Sam Iacobellis, who led rollout of B-1 bombers, dies at 87

Sam Iacobellis, the Rockwell International engineer who met President Ronald Reagan's challenge to deliver 100 B-1 bombers as fast as possible in the early 1980s to challenge the Soviet Union, has died.

His son, Sam Iacobellis Jr., said his father died Sept. 3 at a hospital in San Luis Obispo from complications of a stroke. He was 87.

The Los Angeles Times ( ) called Iacobellis' mandate one of the toughest manufacturing assignments of the Cold War. Under his supervision, in just six years Rockwell delivered all 100 of the bombers below budget and on schedule, playing a key role in Reagan's plan to bankrupt the Soviets with a military buildup they could not match.

"Sam was an icon of the aerospace industry," said Donald Beall, former Rockwell chairman.

Russians were in awe of the B-1, designed to fly a few hundred feet off the ground near the speed of sound, and were unable to duplicate its capabilities, said Robert Cattoi, former chief engineer at Rockwell.

◆ INFORMATION PROVIDED:
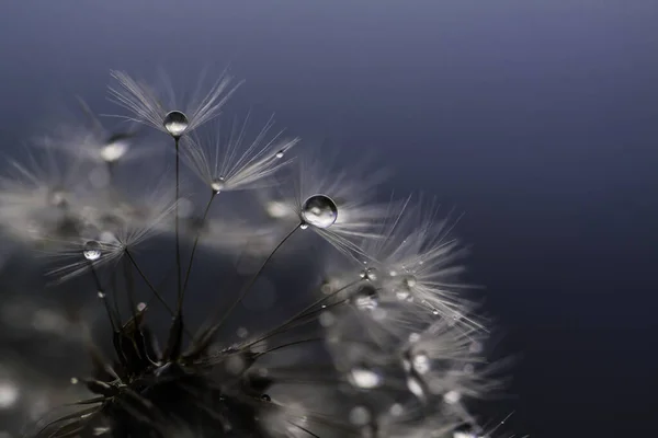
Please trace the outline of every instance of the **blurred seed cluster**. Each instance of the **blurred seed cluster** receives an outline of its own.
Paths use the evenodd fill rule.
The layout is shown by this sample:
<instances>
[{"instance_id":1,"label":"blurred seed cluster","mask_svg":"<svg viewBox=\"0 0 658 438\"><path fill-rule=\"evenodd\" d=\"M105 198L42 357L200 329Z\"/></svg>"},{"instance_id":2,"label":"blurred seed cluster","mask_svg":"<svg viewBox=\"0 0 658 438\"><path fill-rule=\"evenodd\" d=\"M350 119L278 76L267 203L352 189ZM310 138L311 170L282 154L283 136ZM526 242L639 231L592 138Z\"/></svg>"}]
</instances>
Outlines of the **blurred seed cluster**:
<instances>
[{"instance_id":1,"label":"blurred seed cluster","mask_svg":"<svg viewBox=\"0 0 658 438\"><path fill-rule=\"evenodd\" d=\"M114 71L118 128L80 100L5 160L0 436L489 436L456 218L229 119L239 85Z\"/></svg>"}]
</instances>

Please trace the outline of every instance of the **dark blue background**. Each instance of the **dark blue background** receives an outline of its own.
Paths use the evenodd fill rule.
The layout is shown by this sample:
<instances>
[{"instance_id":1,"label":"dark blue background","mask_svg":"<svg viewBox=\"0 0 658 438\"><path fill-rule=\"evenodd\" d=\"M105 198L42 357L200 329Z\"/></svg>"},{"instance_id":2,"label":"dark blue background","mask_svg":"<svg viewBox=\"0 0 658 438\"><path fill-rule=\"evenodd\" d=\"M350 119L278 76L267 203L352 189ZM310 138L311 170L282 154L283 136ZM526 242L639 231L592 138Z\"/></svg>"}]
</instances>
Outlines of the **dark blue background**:
<instances>
[{"instance_id":1,"label":"dark blue background","mask_svg":"<svg viewBox=\"0 0 658 438\"><path fill-rule=\"evenodd\" d=\"M654 0L4 1L2 150L110 69L227 64L234 105L464 210L532 437L658 436ZM116 108L113 108L116 111ZM52 115L52 114L50 114ZM500 412L498 413L500 414Z\"/></svg>"}]
</instances>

◆ PROBLEM:
Continue the obituary of Sam Iacobellis above, starting right after its last sentence.

◆ RESULT OF THE EXERCISE:
"A group of us from Rockwell were in Krasnoyarsk (Russia), having dinner with some of their astronauts and Air Force generals, when one of them asked me, 'Do you know Sam Iacobellis? If you see him, tell him he was far more responsible for ending the Cold War than he might realize. We didn't have the resources to match it,'" Cattoi told the Times. "It was the straw that broke the camel's back."

To meet Reagan's plan, Iacobellis had to build an entire new assembly complex in Palmdale, California, create a supply network that extended to nearly every state and create a trained workforce of 40,000 within less than two years, according to the newspaper. It was the kind of buildup that typically would take an aerospace firm more than a decade to execute.

"We worked like we were on the front line of the Cold War," Iacobellis said in a 2001 interview with the Times.

By the time he retired from Rockwell, Iacobellis was one of three chief operating officers, in charge of the company's rocket engines, aircraft and spacecraft operations, including the space shuttle program.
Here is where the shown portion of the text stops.